**Data shown:**
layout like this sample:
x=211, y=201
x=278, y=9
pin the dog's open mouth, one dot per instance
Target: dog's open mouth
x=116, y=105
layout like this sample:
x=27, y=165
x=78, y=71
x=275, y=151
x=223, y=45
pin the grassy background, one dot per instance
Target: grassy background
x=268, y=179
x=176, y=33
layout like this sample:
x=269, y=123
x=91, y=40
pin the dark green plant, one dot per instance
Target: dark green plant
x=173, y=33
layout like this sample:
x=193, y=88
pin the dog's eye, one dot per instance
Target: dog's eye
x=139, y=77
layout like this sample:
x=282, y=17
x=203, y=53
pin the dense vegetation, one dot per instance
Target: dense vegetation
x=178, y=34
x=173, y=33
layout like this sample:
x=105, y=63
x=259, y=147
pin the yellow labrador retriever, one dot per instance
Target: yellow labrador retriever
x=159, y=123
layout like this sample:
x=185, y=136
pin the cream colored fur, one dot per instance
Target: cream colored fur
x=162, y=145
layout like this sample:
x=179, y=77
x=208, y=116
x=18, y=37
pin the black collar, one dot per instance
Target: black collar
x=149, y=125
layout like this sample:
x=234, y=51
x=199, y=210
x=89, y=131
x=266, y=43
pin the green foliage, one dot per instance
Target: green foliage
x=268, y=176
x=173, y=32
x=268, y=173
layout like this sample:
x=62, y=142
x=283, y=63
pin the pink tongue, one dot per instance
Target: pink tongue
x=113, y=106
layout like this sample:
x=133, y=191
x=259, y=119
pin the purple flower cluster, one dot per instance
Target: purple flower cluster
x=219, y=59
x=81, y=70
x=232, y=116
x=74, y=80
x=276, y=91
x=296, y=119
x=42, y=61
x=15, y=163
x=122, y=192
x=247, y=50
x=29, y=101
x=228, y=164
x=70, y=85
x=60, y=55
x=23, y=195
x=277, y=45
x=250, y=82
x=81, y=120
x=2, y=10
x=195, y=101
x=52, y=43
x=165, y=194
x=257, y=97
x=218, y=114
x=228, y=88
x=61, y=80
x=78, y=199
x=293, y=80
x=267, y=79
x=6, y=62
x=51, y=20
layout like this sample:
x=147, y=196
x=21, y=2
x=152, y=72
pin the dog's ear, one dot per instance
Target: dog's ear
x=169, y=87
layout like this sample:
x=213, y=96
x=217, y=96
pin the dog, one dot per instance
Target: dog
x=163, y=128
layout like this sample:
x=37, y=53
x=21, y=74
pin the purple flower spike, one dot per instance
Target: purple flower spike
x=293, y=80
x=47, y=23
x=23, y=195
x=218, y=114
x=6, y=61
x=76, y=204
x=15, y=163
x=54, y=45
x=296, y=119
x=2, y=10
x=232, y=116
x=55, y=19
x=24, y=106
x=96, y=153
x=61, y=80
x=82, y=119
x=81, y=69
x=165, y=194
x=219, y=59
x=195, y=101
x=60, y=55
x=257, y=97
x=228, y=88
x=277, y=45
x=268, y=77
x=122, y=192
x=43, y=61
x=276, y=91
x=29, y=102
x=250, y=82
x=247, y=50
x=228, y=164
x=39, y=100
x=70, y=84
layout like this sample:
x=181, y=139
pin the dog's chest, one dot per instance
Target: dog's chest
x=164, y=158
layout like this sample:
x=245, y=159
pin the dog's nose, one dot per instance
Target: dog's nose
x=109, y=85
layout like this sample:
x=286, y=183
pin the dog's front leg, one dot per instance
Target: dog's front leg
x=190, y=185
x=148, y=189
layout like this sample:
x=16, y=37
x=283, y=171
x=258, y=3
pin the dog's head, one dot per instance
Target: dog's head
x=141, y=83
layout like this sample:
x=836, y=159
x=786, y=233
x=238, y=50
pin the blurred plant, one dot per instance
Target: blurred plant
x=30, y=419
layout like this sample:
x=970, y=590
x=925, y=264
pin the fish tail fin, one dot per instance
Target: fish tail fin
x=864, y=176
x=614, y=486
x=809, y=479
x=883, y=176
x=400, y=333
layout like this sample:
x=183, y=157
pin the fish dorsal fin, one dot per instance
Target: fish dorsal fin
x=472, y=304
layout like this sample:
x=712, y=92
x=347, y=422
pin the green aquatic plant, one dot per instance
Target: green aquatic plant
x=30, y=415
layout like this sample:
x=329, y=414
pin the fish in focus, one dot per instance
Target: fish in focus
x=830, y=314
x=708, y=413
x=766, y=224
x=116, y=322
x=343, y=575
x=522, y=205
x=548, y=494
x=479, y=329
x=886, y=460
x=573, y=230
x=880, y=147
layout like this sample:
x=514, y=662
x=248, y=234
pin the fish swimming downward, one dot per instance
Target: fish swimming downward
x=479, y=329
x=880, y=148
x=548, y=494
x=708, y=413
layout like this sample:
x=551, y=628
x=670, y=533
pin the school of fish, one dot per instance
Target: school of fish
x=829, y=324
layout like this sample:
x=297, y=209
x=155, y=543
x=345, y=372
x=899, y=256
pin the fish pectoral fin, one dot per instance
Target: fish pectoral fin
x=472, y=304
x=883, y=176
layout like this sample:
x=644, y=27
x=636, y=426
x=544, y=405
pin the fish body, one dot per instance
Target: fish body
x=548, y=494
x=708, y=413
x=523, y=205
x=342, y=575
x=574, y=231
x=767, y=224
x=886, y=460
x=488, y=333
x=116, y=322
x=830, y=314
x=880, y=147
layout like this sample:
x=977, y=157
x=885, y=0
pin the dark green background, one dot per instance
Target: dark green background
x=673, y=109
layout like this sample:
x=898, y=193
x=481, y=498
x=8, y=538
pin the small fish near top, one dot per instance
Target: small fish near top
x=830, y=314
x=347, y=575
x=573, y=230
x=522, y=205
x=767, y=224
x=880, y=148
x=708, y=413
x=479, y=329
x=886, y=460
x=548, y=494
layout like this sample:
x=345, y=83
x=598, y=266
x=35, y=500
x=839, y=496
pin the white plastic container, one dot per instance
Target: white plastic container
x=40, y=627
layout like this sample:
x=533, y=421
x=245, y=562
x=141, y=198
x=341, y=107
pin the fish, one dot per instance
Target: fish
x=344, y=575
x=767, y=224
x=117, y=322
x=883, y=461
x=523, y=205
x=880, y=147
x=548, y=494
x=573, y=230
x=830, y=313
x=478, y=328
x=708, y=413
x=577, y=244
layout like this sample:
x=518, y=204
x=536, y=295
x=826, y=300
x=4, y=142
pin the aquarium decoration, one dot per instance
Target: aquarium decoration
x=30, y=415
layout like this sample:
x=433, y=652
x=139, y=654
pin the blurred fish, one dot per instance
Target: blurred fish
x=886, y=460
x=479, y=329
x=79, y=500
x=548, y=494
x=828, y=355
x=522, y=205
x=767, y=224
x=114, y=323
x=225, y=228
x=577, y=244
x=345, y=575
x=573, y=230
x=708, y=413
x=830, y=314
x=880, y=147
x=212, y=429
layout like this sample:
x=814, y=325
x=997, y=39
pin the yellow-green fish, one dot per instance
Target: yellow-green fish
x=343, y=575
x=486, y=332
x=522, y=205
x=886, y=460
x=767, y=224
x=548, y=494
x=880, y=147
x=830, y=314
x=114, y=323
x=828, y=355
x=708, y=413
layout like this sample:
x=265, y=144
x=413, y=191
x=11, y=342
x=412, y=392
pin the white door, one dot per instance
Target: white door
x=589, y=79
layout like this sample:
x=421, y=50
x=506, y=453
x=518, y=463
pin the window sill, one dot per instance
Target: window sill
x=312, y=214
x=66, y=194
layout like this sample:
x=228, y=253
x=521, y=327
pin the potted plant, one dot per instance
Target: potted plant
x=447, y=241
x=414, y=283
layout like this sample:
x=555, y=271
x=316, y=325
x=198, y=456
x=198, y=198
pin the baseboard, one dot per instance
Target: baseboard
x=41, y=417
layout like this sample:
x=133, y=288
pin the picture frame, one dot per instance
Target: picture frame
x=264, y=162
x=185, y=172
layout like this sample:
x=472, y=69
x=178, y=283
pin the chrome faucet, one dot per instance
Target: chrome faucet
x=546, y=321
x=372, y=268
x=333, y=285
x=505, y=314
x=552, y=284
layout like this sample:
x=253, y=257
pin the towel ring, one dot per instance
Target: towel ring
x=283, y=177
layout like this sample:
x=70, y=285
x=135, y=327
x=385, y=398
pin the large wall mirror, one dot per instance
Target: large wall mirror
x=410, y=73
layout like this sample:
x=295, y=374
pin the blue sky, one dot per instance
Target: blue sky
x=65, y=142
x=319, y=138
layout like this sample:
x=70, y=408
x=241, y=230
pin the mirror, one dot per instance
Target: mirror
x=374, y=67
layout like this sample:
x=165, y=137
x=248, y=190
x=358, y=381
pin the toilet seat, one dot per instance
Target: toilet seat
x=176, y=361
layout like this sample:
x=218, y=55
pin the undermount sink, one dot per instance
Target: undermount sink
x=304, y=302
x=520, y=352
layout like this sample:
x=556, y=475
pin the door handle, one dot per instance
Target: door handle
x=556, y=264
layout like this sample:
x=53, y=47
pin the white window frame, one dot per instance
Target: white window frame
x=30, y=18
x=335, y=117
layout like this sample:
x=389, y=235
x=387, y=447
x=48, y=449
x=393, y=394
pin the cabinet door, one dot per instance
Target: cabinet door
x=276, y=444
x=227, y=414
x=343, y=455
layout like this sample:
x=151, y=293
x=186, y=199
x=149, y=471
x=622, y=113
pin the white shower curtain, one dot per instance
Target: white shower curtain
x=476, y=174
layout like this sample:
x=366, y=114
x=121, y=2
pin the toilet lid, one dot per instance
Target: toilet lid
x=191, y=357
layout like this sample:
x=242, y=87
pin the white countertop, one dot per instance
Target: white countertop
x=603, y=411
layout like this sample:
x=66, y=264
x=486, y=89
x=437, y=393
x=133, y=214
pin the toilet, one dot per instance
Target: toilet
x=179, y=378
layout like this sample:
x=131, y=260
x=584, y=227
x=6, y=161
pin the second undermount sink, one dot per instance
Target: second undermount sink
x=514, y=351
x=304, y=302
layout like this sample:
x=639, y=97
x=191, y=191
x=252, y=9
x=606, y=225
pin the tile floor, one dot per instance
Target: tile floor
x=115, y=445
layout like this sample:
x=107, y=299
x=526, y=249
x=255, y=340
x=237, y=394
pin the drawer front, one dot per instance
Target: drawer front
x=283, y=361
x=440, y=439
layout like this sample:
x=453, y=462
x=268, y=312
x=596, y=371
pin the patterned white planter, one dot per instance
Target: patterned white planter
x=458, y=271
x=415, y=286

**The task:** If a line falls between the first line of the data above and the line holding "x=133, y=191", inclusive, retype it exactly; retype no other line.

**Result for this task:**
layout like this sample:
x=211, y=201
x=278, y=9
pin the dog's open mouth, one dot per instance
Target: dog's open mouth
x=116, y=105
layout like this sample:
x=27, y=165
x=78, y=71
x=275, y=151
x=223, y=45
pin the grassy background, one dot per instance
Target: grassy background
x=268, y=179
x=176, y=33
layout like this sample:
x=269, y=123
x=91, y=40
pin the dark green plant, one dot per instance
Target: dark green plant
x=173, y=33
layout like this sample:
x=193, y=88
pin the dog's eye, one dot per instance
Target: dog's eye
x=139, y=77
layout like this sample:
x=282, y=17
x=203, y=53
pin the dense vegetation, one dot per instance
Target: dense vegetation
x=178, y=34
x=173, y=33
layout like this sample:
x=105, y=63
x=259, y=147
pin the yellow labrador retriever, one dot per instance
Target: yellow labrador retriever
x=159, y=123
layout like this sample:
x=185, y=136
pin the cream colored fur, one dot per instance
Target: cream colored fur
x=162, y=145
layout like this sample:
x=179, y=77
x=208, y=116
x=18, y=37
pin the black collar, one dot per instance
Target: black collar
x=149, y=125
layout like this sample:
x=234, y=51
x=199, y=210
x=89, y=131
x=266, y=43
pin the green foliage, one dot per instance
Target: green foliage
x=268, y=176
x=173, y=32
x=268, y=173
layout like this sample:
x=62, y=142
x=283, y=63
pin the pink tongue, one dot per instance
Target: pink tongue
x=113, y=106
layout like this sample:
x=133, y=191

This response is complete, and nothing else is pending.